> [PARTS OF THE EXERCISE]
• A. From the heart disease prediction text, list every value of the chest pain type (cp) attribute with the label given for it.
• B. According to the heart disease prediction text, how many raw attributes do the databases have?
• C. Proceed with the heart disease prediction text, picking up right after its final sentence.

Machine Learning--Heart Disease Prediction 1

Source Information:

( a ) Creators:
– 1. Hungarian Institute of Cardiology. Budapest: Andras Janosi, M.D.
– 2. University Hospital, Zurich, Switzerland: William Steinbrunn, M.D.
– 3. University Hospital, Basel, Switzerland: Matthias Pfisterer, M.D.
– 4. V.A. Medical Center, Long Beach and Cleveland Clinic Foundation:
Robert Detrano, M.D., Ph.D.
( b ) Donor: David W. Aha (aha@ics.uci.edu) (714) 856-8779
( c ) Date: July, 1988

Data Introduction:

Based on the introduction of the heart disease data base, while the databases have 76 raw attributes, only 14 of them are actually used. So, I would like to use these 14 features to build the model first and later deal with the raw data with 76 features(if I have time)

The followings are the info of the 14 features:
Attribute Information: ( Only 14 used )

  -- 1. #3  (age)       
  -- 2. #4  (sex)       
  -- 3. #9  (cp)        
  -- 4. #10 (trestbps)  
  -- 5. #12 (chol)      
  -- 6. #16 (fbs)       
  -- 7. #19 (restecg)   
  -- 8. #32 (thalach)   
  -- 9. #38 (exang)     
  -- 10. #40 (oldpeak)   
  -- 11. #41 (slope)     
  -- 12. #44 (ca)        
  -- 13. #51 (thal)      
  -- 14. #58 (num)       (the predicted attribute)


--> 3 age:  age in years. 
--> 4 sex: sex (1 = male; 0 = female) 
--> 9 cp: chest pain type
    -- Value 1: typical angina
    -- Value 2: atypical angina
    -- Value 3: non-anginal pain
    -- Value 4: asymptomatic
--> 10 trestbps: resting blood pressure (in mm Hg on admission to the hospital)
--> 12 chol: serum cholestoral in mg/dl
--> 16 fbs: (fasting blood sugar > 120 mg/dl)  (1 = true; 0 = false)
--> 19 restecg: resting electrocardiographic results
    -- Value 0: normal
    -- Value 1: having ST-T wave abnormality (T wave inversions and/or ST 
                elevation or depression of > 0.05 mV)

> [INPUT DATA]
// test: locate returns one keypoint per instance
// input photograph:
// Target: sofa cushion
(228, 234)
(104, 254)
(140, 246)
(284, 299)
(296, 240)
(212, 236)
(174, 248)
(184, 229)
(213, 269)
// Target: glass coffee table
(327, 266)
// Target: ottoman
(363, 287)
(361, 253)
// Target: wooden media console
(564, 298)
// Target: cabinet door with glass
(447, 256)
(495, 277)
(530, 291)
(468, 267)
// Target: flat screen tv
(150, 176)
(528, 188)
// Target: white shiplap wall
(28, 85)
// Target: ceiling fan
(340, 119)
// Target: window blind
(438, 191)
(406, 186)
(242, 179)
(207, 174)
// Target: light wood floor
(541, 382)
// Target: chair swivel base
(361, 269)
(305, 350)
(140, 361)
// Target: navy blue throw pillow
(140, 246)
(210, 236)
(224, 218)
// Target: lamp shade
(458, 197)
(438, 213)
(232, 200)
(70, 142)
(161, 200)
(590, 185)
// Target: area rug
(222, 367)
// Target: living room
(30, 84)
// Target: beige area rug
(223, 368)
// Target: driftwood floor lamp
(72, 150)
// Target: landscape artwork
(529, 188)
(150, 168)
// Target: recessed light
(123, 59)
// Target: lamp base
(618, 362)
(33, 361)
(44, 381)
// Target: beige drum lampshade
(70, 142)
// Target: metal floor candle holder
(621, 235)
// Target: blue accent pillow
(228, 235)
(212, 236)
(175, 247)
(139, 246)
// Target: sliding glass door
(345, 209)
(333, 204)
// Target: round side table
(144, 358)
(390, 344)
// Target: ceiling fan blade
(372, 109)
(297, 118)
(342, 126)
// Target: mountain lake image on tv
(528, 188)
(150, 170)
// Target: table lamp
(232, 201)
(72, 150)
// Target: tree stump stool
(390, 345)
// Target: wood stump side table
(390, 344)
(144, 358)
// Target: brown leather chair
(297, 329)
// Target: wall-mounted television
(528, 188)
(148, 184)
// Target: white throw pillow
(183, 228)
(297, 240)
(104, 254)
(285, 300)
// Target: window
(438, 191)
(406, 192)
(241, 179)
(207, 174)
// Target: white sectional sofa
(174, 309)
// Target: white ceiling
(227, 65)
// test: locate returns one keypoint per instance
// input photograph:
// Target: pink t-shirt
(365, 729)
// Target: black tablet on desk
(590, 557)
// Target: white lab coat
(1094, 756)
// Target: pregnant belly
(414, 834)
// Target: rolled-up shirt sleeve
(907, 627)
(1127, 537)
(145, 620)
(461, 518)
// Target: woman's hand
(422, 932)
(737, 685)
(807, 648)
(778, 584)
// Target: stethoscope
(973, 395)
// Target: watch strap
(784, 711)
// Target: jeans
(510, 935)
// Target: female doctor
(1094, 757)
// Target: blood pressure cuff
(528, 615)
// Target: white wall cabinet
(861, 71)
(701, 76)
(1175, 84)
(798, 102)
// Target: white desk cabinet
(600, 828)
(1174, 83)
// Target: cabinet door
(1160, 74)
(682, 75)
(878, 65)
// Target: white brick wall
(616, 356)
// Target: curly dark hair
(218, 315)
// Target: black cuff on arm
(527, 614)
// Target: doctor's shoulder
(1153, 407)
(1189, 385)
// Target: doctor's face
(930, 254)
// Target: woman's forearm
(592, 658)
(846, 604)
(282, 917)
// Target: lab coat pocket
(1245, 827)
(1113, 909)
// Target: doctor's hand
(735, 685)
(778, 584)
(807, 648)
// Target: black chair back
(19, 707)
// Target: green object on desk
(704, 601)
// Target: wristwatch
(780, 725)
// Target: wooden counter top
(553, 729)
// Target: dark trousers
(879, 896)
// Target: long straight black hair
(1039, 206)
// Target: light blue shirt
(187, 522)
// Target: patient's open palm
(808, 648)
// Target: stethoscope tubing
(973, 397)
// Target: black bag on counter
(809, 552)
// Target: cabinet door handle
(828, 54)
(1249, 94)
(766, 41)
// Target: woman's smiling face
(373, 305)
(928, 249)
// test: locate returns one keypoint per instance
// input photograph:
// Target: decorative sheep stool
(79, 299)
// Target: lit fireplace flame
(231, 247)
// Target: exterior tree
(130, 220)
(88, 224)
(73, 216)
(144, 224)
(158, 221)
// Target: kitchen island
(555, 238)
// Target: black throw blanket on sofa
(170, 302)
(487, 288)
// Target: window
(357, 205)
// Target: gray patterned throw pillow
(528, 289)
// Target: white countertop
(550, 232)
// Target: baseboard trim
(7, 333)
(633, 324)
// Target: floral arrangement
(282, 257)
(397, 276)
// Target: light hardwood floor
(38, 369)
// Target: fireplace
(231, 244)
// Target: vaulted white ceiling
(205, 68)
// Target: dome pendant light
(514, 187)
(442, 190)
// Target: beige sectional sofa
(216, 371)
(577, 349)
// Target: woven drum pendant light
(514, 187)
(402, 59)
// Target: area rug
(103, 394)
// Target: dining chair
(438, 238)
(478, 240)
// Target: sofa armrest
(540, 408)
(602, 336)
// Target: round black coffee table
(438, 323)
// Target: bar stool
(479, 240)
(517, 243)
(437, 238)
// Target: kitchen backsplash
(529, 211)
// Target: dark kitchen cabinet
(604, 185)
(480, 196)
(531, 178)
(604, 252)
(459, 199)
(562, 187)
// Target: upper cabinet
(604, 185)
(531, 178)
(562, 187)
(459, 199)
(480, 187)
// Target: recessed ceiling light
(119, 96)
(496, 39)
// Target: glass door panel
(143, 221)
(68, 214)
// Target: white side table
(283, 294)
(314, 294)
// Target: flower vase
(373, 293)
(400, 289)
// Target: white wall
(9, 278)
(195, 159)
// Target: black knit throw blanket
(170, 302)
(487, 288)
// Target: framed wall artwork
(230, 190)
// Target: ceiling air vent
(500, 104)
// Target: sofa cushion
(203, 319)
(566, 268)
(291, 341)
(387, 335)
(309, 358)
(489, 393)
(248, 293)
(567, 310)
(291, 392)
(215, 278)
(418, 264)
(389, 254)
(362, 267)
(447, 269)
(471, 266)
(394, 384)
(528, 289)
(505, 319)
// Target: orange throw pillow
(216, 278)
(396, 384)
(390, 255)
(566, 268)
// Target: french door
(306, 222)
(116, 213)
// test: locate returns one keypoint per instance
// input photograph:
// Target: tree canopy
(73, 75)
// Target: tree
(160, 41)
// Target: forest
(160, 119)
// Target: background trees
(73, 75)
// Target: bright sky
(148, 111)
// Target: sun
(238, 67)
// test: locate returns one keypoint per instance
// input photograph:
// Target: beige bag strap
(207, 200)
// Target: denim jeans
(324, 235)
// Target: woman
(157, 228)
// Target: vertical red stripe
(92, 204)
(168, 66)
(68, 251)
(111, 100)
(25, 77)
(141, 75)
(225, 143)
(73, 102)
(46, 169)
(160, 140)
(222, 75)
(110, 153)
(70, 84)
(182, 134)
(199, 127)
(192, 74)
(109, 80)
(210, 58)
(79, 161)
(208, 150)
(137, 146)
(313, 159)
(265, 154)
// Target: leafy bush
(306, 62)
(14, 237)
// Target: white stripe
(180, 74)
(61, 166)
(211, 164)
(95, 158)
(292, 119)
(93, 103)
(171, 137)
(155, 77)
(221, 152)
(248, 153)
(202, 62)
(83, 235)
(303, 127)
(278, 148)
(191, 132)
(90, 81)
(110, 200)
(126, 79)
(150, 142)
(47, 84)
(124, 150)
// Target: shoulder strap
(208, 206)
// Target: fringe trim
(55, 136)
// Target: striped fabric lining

> [RESPONSES TO THE TASKS]
• A. Value 1: typical angina; Value 2: atypical angina; Value 3: non-anginal pain; Value 4: asymptomatic

• B. 76

• C.
    -- Value 2: showing probable or definite left ventricular hypertrophy
                by Estes' criteria
--> 32 thalach: maximum heart rate achieved
--> 38 exang: exercise induced angina (1 = yes; 0 = no)
--> 40 oldpeak = ST depression induced by exercise relative to rest
--> 41 slope: the slope of the peak exercise ST segment
    -- Value 1: upsloping
    -- Value 2: flat
    -- Value 3: downsloping
--> 44 ca: number of major vessels (0-3) colored by flourosopy
--> 51 thal: 3 = normal; 6 = fixed defect; 7 = reversable defect
--> 58 num: diagnosis of heart disease (angiographic disease status)
    -- Value 0: < 50% diameter narrowing
    -- Value 1: > 50% diameter narrowing
    (in any major vessel: attributes 59 through 68 are vessels)

Data Preprocess

Before, Dealing with the data, we need to load it out.


import pandas as pd
import numpy as np
from sklearn.preprocessing import OneHotEncoder
from sklearn.model_selection import GridSearchCV
from sklearn import svm



## load data
trainSet = pd.read_csv("clevelandtrain.csv")
testSet = pd.read_csv("clevelandtest.csv")

xtrain = (trainSet.drop(["heartdisease::category|0|1"], axis=1)).iloc[:,:].values  # (152, 13)
ytrain = trainSet["heartdisease::category|0|1"].iloc[:].values                     # (152,)

xtest = (testSet.drop(["heartdisease::category|0|1"], axis=1)).iloc[:,:].values    # (145, 13)
ytest = testSet["heartdisease::category|0|1"].iloc[:].values                       # (145,)


From above description, we can find that #9 (cp), #19 (restecg), #41 (slope), #51 (thal) are all categorical integer features. So, we are gonna encode them as a one-hot numeric array.

# one-hot-encoder: #9 (cp), #19 (restecg),  #41 (slope), #51 (thal)

xtrain_pre = trainSet.drop(["cp", "restecg", "slope", "thal", "heartdisease::category|0|1"], axis=1).iloc[:,:].values # (152, 9)
xtrain_cp = trainSet["cp"].iloc[:].values
xtrain_restecg = trainSet["restecg"].iloc[:].values
xtrain_slope = trainSet["slope"].iloc[:].values
xtrain_thal = trainSet["thal"].iloc[:].values

ohe1 = OneHotEncoder(sparse = False,categories='auto',handle_unknown='ignore')
ohe2 = OneHotEncoder(sparse = False,categories='auto',handle_unknown='ignore')
ohe3 = OneHotEncoder(sparse = False,categories='auto',handle_unknown='ignore')
ohe4 = OneHotEncoder(sparse = False,categories='auto',handle_unknown='ignore')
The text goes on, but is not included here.